▶ **Selection**:
* start *

Please check Rainers Driver Tips, too.

What can the Buz and associated tools do?

How does good quality capture of full-resolution, full frame-rate (720x576 50 field/sec PAL) video (with synchronised 44100Hz audio) and scrunching the lot down to disk-driveable data rates in real-time with neglible (5 or 6, perhaps) dropped frames over a movie-length piece grab you? It'll also play stuff it has compressed back for you with only modest CPU load. Technically, it is a hardware MJPEG compressor/decompressor with on-board video codec's. However, it has no tuner so it only takes proper composite or (better) SVideo feeds. My configuration hangs it off the back of my mechanically worn but electronically sound (stereo) VCR to use that to tune channels. You get a reasonably nice SCSI interface on the card too!

(Answer by Andrew Stevens)

So why don't I rush out and buy one of these for the ridiculously low prices that are being charged for second-hand or ex-stock kit? Why on earth did Iomega stop supporting this little gem on the PC?

Well, basically, the hardware is picky about its environment so read on before sending off $100...(especially Other hardware constraints).

How do I get my Buz working properly under Linux?

See setup answers below.

What are the hardware requirements?

There isn't an exhaustive list (have you ever bothered to fill in one of those "my working configuration surveys"?). However, my experiences and a little semi-informed extrapolation suggest the answers below.

What is the slowest CPU that will work?

* end *

Records from a point annotation dataset:
* start *

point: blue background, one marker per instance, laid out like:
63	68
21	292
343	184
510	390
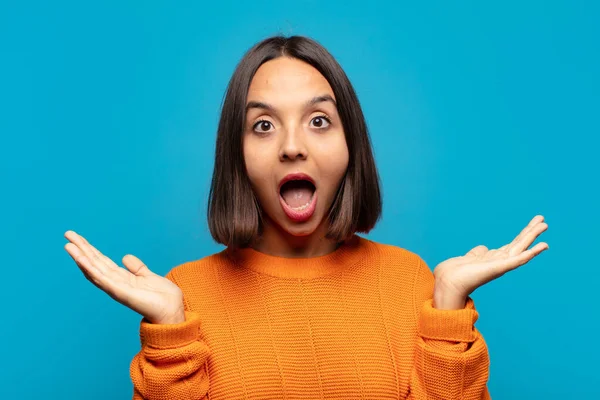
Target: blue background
481	117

* end *

▶ **Exercise objective**: Return the passage of the Buz text from "So why don't" to "gem on the PC?", copied word for word. The records are not used for any of this work.

▶ **Response to this exercise**:
So why don't I rush out and buy one of these for the ridiculously low prices that are being charged for second-hand or ex-stock kit? Why on earth did Iomega stop supporting this little gem on the PC?